_Task to complete_
Copy out verbatim the part of the material that opens with the line containing "tag: alloy wheel" and closes with the line containing "125 122 L 116". Include both end lines.

_Data for the task_

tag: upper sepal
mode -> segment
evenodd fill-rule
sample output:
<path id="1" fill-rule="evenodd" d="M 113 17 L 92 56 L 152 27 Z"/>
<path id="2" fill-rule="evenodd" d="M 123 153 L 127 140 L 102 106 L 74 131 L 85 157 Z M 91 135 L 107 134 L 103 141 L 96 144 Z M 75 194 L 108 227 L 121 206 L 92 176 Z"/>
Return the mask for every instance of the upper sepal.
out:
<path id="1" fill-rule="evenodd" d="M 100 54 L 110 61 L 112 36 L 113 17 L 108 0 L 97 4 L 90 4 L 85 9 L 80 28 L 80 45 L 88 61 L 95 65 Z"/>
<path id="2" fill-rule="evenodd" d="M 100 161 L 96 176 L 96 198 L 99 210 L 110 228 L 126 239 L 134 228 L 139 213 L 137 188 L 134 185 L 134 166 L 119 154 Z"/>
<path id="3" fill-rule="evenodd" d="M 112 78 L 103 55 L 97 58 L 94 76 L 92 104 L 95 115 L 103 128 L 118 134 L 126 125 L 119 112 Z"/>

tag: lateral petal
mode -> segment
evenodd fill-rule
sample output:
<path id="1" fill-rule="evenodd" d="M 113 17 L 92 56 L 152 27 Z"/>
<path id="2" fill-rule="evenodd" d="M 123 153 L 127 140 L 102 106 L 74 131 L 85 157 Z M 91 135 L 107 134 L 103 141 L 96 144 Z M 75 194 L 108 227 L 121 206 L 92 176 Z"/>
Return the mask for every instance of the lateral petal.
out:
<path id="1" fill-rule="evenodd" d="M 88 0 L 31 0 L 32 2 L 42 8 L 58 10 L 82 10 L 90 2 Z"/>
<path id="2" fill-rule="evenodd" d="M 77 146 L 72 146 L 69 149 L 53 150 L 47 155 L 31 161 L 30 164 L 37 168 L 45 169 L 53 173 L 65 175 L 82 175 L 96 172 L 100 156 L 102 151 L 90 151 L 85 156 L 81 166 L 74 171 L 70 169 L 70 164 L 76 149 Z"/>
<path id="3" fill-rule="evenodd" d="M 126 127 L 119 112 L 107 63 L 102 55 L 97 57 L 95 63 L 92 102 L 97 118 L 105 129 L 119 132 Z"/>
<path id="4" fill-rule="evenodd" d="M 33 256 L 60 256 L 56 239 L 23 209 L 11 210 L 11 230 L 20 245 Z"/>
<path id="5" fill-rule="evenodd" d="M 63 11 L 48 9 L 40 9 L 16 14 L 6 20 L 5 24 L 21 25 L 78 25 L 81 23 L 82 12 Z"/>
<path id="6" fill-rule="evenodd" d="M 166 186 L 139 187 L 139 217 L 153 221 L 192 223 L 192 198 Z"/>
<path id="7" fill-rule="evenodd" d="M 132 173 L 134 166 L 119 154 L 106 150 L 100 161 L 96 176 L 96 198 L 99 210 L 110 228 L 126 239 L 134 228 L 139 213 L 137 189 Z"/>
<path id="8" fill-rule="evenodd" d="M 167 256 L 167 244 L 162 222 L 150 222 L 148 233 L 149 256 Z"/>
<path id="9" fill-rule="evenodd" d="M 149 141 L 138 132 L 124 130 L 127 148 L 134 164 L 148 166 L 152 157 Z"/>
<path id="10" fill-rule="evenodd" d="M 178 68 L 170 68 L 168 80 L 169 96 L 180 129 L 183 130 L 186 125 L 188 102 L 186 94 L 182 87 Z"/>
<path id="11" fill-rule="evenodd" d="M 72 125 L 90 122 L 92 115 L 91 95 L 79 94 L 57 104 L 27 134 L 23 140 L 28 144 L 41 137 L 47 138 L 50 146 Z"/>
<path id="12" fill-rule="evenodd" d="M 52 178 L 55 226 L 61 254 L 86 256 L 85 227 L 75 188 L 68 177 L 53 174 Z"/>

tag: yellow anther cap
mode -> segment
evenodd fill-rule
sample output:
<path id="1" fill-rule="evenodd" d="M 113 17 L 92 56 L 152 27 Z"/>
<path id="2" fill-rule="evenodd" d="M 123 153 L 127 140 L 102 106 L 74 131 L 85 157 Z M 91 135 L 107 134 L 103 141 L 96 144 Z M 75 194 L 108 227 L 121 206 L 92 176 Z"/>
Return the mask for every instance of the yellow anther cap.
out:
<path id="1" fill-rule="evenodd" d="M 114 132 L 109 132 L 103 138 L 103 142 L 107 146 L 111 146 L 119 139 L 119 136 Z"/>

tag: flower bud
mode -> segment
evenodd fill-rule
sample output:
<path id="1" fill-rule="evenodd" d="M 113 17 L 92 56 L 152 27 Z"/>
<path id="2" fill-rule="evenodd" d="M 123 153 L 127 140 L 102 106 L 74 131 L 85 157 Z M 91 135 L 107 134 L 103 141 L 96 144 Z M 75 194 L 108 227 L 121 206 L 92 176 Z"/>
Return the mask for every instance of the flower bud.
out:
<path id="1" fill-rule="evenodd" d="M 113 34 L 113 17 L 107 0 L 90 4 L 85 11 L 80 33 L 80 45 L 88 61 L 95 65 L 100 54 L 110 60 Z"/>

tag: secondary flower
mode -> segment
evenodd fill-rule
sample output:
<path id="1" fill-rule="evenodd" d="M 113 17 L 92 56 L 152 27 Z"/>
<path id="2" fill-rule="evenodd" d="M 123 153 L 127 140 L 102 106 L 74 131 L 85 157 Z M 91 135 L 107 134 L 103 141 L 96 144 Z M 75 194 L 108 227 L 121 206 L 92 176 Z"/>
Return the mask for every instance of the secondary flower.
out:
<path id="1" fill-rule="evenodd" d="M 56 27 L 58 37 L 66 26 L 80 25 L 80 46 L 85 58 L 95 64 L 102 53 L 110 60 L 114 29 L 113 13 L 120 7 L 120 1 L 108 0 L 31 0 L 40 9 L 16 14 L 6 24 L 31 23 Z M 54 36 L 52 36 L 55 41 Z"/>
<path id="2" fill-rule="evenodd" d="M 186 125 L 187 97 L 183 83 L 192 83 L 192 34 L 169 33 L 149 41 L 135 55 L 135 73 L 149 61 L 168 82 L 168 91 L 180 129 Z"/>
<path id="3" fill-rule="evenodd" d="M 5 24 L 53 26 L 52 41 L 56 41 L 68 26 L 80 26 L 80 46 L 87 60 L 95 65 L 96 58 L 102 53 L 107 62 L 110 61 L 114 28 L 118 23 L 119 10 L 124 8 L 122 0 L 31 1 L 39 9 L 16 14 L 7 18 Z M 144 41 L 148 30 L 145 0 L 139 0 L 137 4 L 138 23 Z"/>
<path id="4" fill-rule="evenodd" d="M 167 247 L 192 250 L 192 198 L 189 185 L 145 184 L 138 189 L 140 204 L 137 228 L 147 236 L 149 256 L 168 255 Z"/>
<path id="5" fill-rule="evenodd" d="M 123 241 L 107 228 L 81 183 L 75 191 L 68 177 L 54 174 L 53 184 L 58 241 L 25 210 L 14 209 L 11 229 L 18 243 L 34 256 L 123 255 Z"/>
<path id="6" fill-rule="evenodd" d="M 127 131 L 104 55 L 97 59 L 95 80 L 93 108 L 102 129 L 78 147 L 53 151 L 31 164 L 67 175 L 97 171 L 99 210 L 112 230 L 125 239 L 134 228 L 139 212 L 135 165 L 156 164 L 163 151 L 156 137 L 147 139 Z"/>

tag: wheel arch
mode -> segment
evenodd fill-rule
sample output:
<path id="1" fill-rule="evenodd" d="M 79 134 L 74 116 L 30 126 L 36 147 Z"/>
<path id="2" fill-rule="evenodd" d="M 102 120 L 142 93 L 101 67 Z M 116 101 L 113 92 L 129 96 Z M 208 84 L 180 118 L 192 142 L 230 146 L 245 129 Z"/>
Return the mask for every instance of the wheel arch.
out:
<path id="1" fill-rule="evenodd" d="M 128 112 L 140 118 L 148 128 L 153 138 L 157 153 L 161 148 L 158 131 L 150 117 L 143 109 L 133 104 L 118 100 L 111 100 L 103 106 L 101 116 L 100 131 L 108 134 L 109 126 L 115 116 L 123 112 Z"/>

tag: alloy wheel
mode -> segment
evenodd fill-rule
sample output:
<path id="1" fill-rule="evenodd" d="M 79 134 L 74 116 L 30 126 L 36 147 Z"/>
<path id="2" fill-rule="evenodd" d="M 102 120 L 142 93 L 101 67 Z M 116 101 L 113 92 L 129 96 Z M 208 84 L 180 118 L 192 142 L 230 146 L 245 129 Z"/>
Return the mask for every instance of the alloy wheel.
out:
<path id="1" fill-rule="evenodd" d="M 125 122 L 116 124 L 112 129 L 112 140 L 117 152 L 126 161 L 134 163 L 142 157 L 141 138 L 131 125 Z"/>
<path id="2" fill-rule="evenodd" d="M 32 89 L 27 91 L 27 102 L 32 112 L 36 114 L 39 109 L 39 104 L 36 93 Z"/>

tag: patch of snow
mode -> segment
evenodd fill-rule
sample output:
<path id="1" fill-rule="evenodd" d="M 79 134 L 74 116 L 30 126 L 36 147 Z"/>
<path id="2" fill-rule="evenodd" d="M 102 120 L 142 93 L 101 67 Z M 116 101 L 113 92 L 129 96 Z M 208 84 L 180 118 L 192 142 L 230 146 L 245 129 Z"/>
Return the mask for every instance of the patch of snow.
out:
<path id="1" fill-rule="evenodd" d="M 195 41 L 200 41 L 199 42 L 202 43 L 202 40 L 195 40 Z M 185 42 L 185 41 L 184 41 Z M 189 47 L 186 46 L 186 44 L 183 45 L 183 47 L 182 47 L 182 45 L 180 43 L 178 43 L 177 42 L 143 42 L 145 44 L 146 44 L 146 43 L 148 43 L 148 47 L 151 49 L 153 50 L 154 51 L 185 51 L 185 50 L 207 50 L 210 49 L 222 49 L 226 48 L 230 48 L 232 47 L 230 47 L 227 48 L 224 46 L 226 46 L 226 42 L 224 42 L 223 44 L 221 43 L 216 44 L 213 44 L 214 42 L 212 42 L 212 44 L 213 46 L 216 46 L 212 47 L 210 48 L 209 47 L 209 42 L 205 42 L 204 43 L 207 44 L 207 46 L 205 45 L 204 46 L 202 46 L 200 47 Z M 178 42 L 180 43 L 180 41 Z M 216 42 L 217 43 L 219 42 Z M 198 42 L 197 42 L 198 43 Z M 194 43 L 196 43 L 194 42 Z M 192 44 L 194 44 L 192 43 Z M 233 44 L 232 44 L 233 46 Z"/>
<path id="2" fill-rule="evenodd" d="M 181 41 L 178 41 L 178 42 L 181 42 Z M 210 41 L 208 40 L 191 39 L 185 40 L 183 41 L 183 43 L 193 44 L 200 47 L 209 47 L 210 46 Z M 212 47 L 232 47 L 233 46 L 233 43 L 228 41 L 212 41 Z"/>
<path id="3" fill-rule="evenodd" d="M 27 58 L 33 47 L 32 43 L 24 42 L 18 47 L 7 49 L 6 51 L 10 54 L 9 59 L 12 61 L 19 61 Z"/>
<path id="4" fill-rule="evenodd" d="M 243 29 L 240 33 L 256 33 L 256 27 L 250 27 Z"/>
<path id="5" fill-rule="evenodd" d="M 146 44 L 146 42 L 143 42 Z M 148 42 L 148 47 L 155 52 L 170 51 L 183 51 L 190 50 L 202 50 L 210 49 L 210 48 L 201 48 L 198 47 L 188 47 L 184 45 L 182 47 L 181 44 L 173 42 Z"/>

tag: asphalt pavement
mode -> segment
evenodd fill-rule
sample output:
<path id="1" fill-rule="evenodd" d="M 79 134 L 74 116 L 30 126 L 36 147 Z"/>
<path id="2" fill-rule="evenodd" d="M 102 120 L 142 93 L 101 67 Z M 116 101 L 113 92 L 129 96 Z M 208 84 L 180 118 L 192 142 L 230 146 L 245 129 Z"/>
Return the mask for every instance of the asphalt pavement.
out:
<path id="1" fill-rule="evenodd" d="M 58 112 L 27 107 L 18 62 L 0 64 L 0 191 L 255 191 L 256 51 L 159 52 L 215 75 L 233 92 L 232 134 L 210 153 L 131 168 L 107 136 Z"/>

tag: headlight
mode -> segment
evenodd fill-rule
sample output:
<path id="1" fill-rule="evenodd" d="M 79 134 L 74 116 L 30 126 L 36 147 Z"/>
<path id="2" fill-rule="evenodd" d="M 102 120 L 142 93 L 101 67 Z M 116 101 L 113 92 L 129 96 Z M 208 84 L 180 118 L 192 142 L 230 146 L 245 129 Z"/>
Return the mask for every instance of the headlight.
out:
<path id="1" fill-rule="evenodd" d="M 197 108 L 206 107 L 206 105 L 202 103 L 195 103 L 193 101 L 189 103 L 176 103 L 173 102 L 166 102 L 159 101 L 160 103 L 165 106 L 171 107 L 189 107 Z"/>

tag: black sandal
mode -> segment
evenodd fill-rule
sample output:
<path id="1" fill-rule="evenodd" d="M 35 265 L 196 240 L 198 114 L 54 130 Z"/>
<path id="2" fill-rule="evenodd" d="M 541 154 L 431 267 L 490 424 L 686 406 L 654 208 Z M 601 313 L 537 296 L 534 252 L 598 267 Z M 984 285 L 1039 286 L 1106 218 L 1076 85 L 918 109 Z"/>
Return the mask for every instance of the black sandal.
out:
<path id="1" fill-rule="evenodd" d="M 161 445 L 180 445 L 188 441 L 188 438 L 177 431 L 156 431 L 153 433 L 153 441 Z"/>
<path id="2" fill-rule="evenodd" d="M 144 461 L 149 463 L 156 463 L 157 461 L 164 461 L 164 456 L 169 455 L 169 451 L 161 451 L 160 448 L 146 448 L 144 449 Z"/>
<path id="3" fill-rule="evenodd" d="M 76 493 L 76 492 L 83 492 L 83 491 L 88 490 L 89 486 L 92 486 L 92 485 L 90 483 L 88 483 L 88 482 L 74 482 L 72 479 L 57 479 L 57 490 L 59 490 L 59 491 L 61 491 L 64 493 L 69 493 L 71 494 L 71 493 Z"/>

_Solution_
tag: alloy wheel
mode -> segment
evenodd fill-rule
sample output:
<path id="1" fill-rule="evenodd" d="M 79 134 L 74 116 L 30 126 L 36 147 Z"/>
<path id="2" fill-rule="evenodd" d="M 102 120 L 142 93 L 101 67 Z M 116 101 L 113 92 L 129 96 Z M 208 84 L 180 118 L 192 142 L 230 146 L 245 129 Z"/>
Return the mask for every instance of the alloy wheel.
out:
<path id="1" fill-rule="evenodd" d="M 125 122 L 116 124 L 112 129 L 112 140 L 117 152 L 126 161 L 134 163 L 142 157 L 141 138 L 131 125 Z"/>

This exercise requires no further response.